### What you are asked to do
Each entry should be transcribed exactly as written, and any picture left out.

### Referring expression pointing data

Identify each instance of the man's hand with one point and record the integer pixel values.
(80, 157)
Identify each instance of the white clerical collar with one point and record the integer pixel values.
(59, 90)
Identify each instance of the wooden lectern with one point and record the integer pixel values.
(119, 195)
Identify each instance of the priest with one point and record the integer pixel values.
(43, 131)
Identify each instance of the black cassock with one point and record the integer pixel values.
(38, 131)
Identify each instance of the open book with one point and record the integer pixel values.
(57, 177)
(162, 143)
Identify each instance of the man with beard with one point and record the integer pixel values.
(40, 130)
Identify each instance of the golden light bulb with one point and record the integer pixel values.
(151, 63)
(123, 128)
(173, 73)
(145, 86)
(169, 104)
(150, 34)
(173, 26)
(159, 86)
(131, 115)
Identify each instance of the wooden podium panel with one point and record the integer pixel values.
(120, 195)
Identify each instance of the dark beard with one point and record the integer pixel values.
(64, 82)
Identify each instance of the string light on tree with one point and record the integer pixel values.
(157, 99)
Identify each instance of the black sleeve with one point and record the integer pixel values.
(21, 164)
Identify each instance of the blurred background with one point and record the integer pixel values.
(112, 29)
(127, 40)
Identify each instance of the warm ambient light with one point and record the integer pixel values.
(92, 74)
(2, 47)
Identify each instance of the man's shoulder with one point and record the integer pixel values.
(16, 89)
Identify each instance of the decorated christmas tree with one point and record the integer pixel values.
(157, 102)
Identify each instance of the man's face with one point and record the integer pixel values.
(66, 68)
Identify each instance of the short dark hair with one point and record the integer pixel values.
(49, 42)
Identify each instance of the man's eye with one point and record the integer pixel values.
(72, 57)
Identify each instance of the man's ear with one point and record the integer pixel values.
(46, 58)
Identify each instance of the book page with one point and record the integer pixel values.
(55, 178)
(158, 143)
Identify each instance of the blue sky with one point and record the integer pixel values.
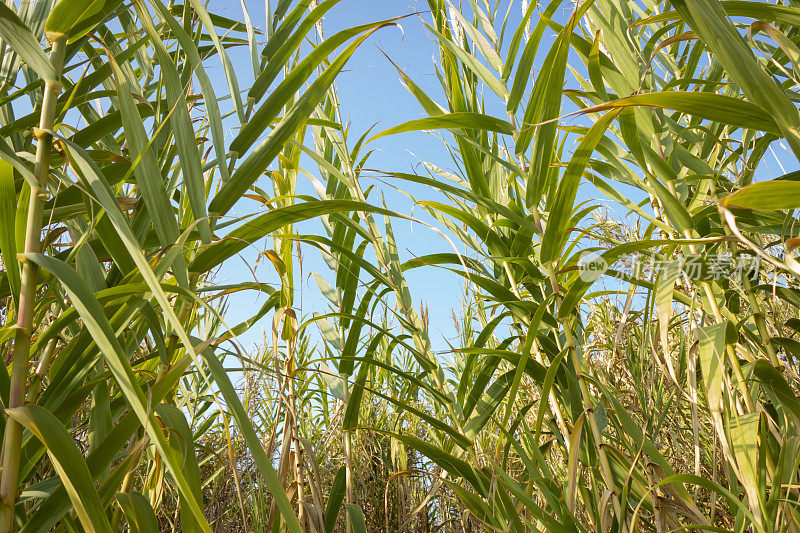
(371, 93)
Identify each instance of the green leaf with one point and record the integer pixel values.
(556, 231)
(252, 167)
(263, 463)
(68, 462)
(356, 517)
(772, 195)
(451, 121)
(76, 18)
(137, 509)
(14, 32)
(335, 498)
(708, 106)
(246, 234)
(96, 323)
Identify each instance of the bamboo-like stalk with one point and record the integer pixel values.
(348, 459)
(30, 273)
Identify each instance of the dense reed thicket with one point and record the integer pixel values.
(627, 351)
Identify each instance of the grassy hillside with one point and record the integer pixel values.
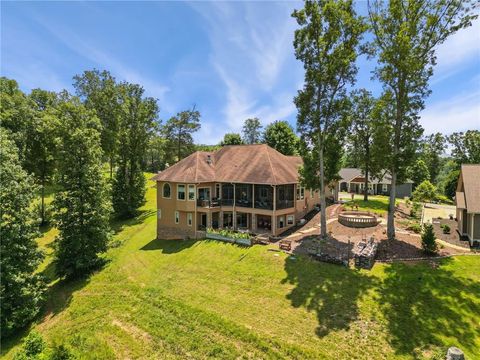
(186, 299)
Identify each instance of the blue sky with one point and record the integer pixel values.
(233, 60)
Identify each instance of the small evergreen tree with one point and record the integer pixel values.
(429, 244)
(231, 139)
(82, 207)
(21, 291)
(280, 136)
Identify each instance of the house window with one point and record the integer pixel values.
(181, 192)
(166, 191)
(191, 192)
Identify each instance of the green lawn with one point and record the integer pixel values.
(376, 204)
(185, 299)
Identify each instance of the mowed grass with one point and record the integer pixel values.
(184, 299)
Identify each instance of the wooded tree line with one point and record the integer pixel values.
(92, 148)
(65, 140)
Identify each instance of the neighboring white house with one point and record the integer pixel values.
(467, 199)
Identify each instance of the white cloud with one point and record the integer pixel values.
(459, 113)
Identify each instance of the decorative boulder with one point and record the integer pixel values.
(455, 353)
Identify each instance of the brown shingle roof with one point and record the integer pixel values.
(259, 164)
(470, 175)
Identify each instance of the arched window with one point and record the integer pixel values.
(166, 191)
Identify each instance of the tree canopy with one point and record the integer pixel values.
(21, 293)
(231, 139)
(82, 205)
(252, 131)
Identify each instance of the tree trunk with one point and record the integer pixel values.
(43, 202)
(323, 211)
(391, 208)
(111, 167)
(365, 193)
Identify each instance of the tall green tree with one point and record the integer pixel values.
(155, 155)
(42, 140)
(326, 42)
(82, 206)
(178, 131)
(252, 131)
(406, 35)
(466, 147)
(432, 148)
(100, 92)
(363, 122)
(138, 121)
(21, 291)
(231, 139)
(280, 136)
(15, 114)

### Response
Identify each instance of the man's hand with one point and record the integer pixel values.
(80, 157)
Identify each instance of the white clerical collar with one point and record the integer pixel values.
(59, 90)
Identify each instance of the wooden lectern with one point and record the integer pixel values.
(119, 195)
Identify each instance of the priest with one point and record the integer pixel values.
(43, 131)
Identify each instance of the black cassock with one point and record the integer pixel values.
(38, 131)
Identify each instance of the open book with one point and record the integer pixel values.
(57, 177)
(162, 143)
Identify each instance of the man with beard with one point and record the integer pixel values.
(40, 130)
Identify each instance of the golden light bulb with one point and record the integer pixel values.
(151, 63)
(123, 128)
(173, 73)
(145, 86)
(169, 104)
(150, 34)
(173, 26)
(159, 86)
(131, 115)
Identify each instance of the wooden podium panel with one point and record the integer pixel values.
(120, 195)
Identify each instance of the dark beard with one point and record the integer pixel values.
(64, 82)
Identify each instance of the string light on tree with one point and record the integer pixel values.
(157, 99)
Identify each instance of the black sleeve with one point and record the integer pixel values.
(21, 164)
Identify each instance of the blurred background with one point and record the integer pixel values.
(112, 29)
(127, 40)
Identify each instance of the warm ambient light with one point and record the integer pixel values.
(92, 74)
(2, 47)
Identify each instance of the man's shoulder with one point and record the integer pixel values.
(16, 89)
Identify each instance of the decorated christmas tree with one point and record the integer pixel values.
(157, 102)
Identify each instance of the man's face with one point and record the integer pixel values.
(66, 68)
Identify each instance of the short dark hair with one point and record the integer pixel values.
(49, 42)
Identify each instance of the man's eye with one point and record the integer pixel values.
(72, 57)
Identify each instance of the man's ear with one point and record the integer pixel values.
(46, 58)
Identify each instance of the book page with one point and record the integer pixel values.
(55, 178)
(158, 143)
Identify each instance of the blue sky with one point and record the integer pixel values.
(371, 93)
Identify each instance of the green leaf with one point and record the integer pixel values.
(556, 231)
(252, 167)
(263, 463)
(68, 462)
(356, 517)
(772, 195)
(451, 121)
(76, 18)
(137, 509)
(14, 32)
(335, 498)
(708, 106)
(246, 234)
(96, 323)
Identify each instance of the bamboo-like stalk with one point and record the integer pixel values.
(348, 459)
(30, 273)
Identify each instance of the dense reed thicket with one point and record the integer pixel values.
(627, 351)
Identify each instance of the grassy hillside with one point and record the integer pixel values.
(186, 299)
Identify each instance of the blue sky with one point and record the integer pixel values.
(233, 60)
Identify each instance of the small evergreen tree with one point and record the integer pixel values.
(429, 244)
(231, 139)
(82, 207)
(21, 291)
(280, 136)
Identify each instance of the house window with one point and record the integer pixel values.
(181, 192)
(166, 191)
(191, 192)
Identify each instance of the green lawn with one point and record the integer pixel values.
(376, 204)
(185, 299)
Identify each instance of the mowed grass with one point and record the integer pixel values.
(184, 299)
Identify each instance of the wooded tree line with one point and record the integer pixel values.
(92, 148)
(65, 140)
Identify each instance of the neighboring white house with one point and record the integer pixel values.
(467, 199)
Identify each instance of the white cloud with one point and record the integer pixel values.
(459, 113)
Identify each instance of the decorative boulder with one point and record the integer pixel values.
(455, 353)
Identify each instance of the brown shingle roof with one point and record the integer pixel values.
(259, 164)
(470, 175)
Identify each instance of the arched window with one point and record the integer pixel values.
(166, 191)
Identify each instance of the tree canopy with one point and record the integer pixel values.
(21, 293)
(231, 139)
(82, 205)
(252, 131)
Identify each instance of the tree trunk with one point and record the integer pixel values.
(43, 202)
(323, 211)
(391, 208)
(111, 167)
(365, 193)
Identify each instance of the tall green tree with one point and record the integer pixel values.
(155, 155)
(42, 140)
(326, 42)
(82, 206)
(178, 131)
(252, 131)
(406, 35)
(466, 147)
(432, 148)
(100, 92)
(363, 122)
(138, 121)
(21, 291)
(231, 139)
(280, 136)
(15, 114)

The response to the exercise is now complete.